### Records supplied
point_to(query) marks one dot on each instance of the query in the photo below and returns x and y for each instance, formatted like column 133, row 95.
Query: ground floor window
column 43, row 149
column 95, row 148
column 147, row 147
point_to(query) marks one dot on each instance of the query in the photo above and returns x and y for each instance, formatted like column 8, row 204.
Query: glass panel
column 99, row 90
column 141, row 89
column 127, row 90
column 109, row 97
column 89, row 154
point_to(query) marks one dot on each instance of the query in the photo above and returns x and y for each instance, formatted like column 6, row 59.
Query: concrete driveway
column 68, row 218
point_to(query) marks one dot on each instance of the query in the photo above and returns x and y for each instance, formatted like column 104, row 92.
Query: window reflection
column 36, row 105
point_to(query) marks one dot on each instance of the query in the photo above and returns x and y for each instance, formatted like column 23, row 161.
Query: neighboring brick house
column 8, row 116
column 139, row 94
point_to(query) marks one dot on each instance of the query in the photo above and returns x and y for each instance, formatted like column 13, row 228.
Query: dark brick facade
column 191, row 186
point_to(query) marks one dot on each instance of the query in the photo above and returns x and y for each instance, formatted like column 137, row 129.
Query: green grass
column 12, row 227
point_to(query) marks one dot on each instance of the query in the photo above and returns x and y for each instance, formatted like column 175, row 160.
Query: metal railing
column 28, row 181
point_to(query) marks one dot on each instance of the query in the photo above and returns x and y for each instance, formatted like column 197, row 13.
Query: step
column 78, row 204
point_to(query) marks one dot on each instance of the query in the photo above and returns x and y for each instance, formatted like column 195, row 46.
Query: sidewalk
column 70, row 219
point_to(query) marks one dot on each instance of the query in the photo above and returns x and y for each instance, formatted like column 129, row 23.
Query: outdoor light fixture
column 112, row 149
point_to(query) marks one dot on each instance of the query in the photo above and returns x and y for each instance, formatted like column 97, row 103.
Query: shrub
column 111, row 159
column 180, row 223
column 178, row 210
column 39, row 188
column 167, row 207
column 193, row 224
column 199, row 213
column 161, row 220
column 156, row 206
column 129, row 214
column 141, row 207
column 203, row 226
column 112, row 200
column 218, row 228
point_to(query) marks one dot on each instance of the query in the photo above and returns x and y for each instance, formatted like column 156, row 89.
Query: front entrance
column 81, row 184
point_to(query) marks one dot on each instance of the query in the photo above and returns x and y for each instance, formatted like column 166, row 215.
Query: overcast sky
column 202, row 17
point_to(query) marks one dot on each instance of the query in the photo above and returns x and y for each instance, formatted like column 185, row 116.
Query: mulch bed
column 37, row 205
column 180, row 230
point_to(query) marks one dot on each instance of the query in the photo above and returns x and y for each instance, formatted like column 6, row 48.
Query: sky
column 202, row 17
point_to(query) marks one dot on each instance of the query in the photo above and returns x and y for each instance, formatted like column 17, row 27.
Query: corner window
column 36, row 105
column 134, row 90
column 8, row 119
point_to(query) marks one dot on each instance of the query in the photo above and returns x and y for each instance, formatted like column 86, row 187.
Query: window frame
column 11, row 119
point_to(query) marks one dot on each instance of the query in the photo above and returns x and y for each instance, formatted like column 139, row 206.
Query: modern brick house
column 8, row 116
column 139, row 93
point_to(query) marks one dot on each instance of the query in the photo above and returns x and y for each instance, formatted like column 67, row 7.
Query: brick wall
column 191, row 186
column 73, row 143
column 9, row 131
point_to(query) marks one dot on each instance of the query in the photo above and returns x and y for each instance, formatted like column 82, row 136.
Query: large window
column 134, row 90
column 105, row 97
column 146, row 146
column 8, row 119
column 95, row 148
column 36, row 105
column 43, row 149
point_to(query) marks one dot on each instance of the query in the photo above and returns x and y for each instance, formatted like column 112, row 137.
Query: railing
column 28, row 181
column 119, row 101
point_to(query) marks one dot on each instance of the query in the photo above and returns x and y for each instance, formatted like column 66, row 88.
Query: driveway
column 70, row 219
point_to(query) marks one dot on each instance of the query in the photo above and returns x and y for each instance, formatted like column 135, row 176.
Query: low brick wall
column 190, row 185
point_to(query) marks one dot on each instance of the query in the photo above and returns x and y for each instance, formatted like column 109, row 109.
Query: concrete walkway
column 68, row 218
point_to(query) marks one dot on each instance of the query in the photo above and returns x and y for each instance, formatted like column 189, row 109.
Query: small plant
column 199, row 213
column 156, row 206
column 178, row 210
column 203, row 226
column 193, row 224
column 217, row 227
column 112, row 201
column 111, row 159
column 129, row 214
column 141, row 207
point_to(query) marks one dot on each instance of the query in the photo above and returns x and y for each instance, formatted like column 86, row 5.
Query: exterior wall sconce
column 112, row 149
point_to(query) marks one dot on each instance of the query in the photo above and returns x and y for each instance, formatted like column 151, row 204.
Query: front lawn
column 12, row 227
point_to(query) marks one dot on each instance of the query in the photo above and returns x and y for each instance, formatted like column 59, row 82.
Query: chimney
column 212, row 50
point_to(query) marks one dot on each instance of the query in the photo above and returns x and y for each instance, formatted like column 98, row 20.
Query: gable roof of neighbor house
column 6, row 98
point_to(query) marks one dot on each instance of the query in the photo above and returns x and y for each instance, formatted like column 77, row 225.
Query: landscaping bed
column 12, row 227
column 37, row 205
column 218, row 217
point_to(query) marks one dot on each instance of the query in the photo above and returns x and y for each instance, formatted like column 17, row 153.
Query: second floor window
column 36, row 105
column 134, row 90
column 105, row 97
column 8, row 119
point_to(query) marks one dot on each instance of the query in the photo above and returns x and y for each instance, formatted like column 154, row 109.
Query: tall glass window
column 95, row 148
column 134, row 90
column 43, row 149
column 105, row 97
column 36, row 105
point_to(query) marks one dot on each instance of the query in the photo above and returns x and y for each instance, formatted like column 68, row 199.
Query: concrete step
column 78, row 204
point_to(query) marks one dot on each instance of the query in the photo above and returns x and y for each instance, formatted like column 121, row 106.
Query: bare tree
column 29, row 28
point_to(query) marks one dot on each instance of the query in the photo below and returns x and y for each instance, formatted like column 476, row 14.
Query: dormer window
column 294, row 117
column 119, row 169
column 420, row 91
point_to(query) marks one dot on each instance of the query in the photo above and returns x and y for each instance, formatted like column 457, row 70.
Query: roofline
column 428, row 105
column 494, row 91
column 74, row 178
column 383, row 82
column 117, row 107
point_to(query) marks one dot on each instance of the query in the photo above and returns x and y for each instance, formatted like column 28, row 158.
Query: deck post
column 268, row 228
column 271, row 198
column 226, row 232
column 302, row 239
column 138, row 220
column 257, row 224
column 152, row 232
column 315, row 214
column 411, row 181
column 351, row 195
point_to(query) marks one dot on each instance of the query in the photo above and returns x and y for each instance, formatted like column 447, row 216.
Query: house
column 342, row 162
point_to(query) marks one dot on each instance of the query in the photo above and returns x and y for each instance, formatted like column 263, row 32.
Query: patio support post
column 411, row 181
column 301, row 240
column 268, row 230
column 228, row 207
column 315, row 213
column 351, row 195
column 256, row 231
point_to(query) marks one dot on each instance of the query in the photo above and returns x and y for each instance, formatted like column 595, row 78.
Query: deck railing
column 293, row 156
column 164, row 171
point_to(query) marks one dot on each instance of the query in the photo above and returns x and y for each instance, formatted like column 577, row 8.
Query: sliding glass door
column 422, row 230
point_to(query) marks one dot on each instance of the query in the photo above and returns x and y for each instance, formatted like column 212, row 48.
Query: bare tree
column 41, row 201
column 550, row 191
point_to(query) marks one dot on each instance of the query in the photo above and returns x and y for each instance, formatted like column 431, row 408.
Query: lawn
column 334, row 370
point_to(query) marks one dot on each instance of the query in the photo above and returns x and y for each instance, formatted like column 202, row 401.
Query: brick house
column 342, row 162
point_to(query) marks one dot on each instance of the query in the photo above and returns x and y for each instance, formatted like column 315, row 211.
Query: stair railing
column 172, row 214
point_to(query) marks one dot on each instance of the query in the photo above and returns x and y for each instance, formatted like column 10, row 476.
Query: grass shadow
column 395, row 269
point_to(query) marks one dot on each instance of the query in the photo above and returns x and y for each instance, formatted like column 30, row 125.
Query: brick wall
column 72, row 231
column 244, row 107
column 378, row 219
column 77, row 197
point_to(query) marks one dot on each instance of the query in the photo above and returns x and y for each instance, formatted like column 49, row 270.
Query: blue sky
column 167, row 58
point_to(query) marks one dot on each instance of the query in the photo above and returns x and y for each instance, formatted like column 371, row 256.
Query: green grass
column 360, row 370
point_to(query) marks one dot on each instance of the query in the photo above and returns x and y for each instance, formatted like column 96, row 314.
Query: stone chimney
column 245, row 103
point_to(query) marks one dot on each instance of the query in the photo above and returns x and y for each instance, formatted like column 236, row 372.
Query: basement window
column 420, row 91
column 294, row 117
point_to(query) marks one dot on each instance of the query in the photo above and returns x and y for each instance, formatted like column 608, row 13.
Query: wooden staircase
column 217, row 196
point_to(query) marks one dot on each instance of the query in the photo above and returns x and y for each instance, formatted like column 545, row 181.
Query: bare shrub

### Task goal
Copy out, in full, each line above that has the word "below" in it.

### Answer section
point_to(query) marks one dot on each instance of the query in the photo below and returns x and y for each instance, formatted like column 133, row 95.
point_to(query) marks one dot on each instance of the query in the photo below and returns x and y for each instance, formatted like column 476, row 14.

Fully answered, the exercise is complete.